_Task statement:_ Reproduce every line of the records below verbatim and in order, omitting the pictures.

* Begin Records for the exercise *

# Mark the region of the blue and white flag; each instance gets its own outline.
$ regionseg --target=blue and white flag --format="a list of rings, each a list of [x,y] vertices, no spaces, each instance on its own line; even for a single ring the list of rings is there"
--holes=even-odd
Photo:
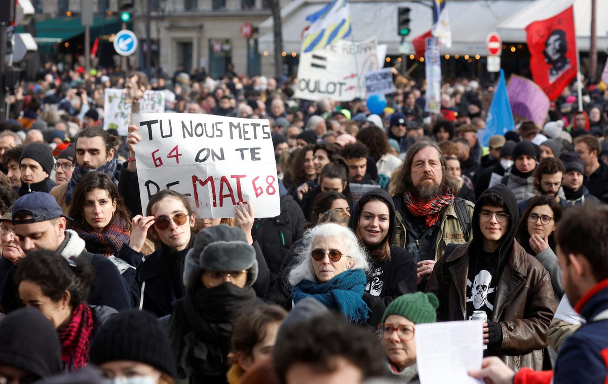
[[[483,135],[483,146],[488,146],[490,137],[494,135],[504,135],[509,131],[513,131],[515,126],[513,113],[509,103],[509,95],[506,92],[506,83],[505,81],[505,72],[500,70],[500,78],[498,80],[496,91],[490,109],[486,119],[486,132]]]
[[[322,9],[306,16],[311,24],[304,32],[302,52],[322,49],[350,35],[348,0],[333,0]]]
[[[447,17],[447,0],[433,0],[433,36],[446,48],[452,47],[452,29]]]

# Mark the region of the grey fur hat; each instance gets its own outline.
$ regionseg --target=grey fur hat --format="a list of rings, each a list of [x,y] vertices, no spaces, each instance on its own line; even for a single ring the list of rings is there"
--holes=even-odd
[[[247,270],[247,284],[251,286],[255,282],[258,277],[255,250],[247,243],[243,230],[220,224],[199,232],[194,246],[186,255],[184,286],[196,286],[205,269],[221,272]]]

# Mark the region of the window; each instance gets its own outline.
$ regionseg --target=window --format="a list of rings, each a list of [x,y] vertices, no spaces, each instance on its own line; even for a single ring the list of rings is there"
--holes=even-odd
[[[57,12],[59,15],[63,16],[69,10],[70,10],[69,0],[59,0],[57,4]]]
[[[110,8],[109,0],[97,0],[97,10],[100,12],[105,13]]]
[[[198,0],[184,0],[184,9],[196,9]]]
[[[241,0],[241,9],[253,9],[255,8],[255,0]]]
[[[214,10],[226,9],[226,0],[212,0],[211,5]]]

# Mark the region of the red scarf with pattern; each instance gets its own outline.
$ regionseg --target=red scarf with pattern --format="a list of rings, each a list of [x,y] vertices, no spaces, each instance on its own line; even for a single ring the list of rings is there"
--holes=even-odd
[[[61,342],[61,365],[64,372],[86,366],[93,332],[93,313],[86,304],[79,304],[72,312],[67,326],[58,331]]]
[[[439,220],[439,213],[442,209],[451,205],[454,202],[455,196],[451,193],[443,196],[437,196],[435,199],[426,202],[421,202],[414,198],[410,192],[403,194],[403,200],[406,207],[414,216],[426,216],[426,225],[430,227],[437,224]]]

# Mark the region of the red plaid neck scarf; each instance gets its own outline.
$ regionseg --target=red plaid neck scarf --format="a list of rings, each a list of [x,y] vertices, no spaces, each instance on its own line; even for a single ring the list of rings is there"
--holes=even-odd
[[[78,304],[70,322],[58,332],[61,342],[61,365],[64,371],[73,372],[86,366],[93,331],[93,314],[86,304]]]
[[[454,202],[454,195],[451,193],[427,202],[420,202],[416,200],[410,192],[403,194],[403,200],[406,206],[412,214],[417,216],[426,216],[426,225],[430,227],[437,224],[439,220],[439,212],[444,207],[451,205]]]

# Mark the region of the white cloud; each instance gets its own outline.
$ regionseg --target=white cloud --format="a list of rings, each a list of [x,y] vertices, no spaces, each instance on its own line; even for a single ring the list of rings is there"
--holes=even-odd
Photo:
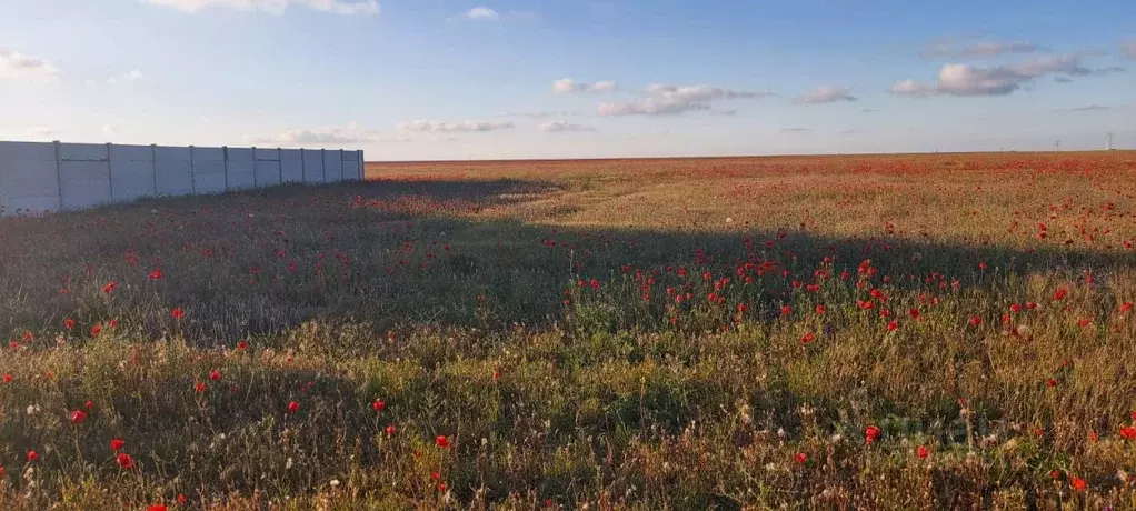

* End Records for the exercise *

_Exercise answer:_
# Mark the region of the blue and white flag; each instance gets its own outline.
$ regionseg --target=blue and white flag --format="a list of rings, each a list of [x,y] vertices, no spaces, each instance on its own line; even for a single ring the list of rings is there"
--holes=even-odd
Photo:
[[[483,135],[483,146],[488,146],[490,137],[494,135],[504,135],[509,131],[513,131],[515,126],[513,113],[509,103],[509,95],[506,92],[506,83],[505,81],[505,72],[500,70],[500,78],[498,80],[496,91],[490,109],[486,119],[486,132]]]
[[[322,9],[306,16],[311,24],[304,32],[302,52],[322,49],[350,35],[348,0],[333,0]]]
[[[447,17],[447,0],[433,0],[433,36],[446,48],[452,47],[452,29]]]

# Mark the region of the grey fur hat; each instance gets its own outline.
$ regionseg --target=grey fur hat --format="a list of rings, each a list of [x,y] vertices, no spaces, each instance on its own line; even for a single ring the list of rings is there"
--holes=even-odd
[[[247,270],[247,284],[251,286],[255,282],[258,277],[255,250],[247,243],[243,230],[220,224],[199,232],[194,246],[186,255],[184,286],[196,286],[205,269],[221,272]]]

# Mark the region of the window; each instance gets its own outline.
$ regionseg --target=window --format="a list of rings, each a list of [x,y] vertices, no spaces, each instance on its own line; even for a single ring the list of rings is there"
--holes=even-odd
[[[57,12],[59,15],[63,16],[69,10],[70,10],[69,0],[59,0],[57,4]]]
[[[110,8],[109,0],[97,0],[97,10],[100,12],[105,13]]]
[[[198,0],[184,0],[184,9],[196,9]]]
[[[241,0],[241,9],[253,9],[255,8],[255,0]]]
[[[214,10],[226,9],[226,0],[212,0],[211,5]]]

# Mark the region of the red scarf with pattern; each instance gets its own outline.
$ regionseg --target=red scarf with pattern --format="a list of rings, each a list of [x,y] vertices, no spaces, each instance on its own line; even for a single ring the list of rings is there"
--holes=even-odd
[[[61,342],[61,365],[64,372],[86,366],[93,332],[93,313],[86,304],[79,304],[72,312],[67,326],[58,331]]]
[[[439,220],[439,213],[442,209],[451,205],[454,202],[455,196],[451,193],[443,196],[437,196],[435,199],[426,202],[421,202],[414,198],[410,192],[403,194],[403,200],[406,207],[414,216],[426,216],[426,225],[430,227],[437,224]]]

# Mark the region of the red plaid neck scarf; each instance gets its own outline.
$ regionseg --target=red plaid neck scarf --format="a list of rings, each a list of [x,y] vertices, no spaces, each instance on its own line; even for a single ring the list of rings is there"
--holes=even-odd
[[[78,304],[70,322],[58,332],[61,342],[61,365],[64,371],[73,372],[86,366],[93,331],[93,314],[86,304]]]
[[[454,202],[454,195],[451,193],[427,202],[420,202],[416,200],[410,192],[403,194],[403,200],[406,206],[412,214],[417,216],[426,216],[426,225],[430,227],[437,224],[439,220],[439,212],[444,207],[451,205]]]

# Mark the region of the white cloud; each instance gets its own outline.
$ regionseg --target=white cloud --format="a list of rings, each a list of [x,y] vertices, no spaces, each instance on its own line; even for a single ring the list of rings is there"
--holes=even-odd
Photo:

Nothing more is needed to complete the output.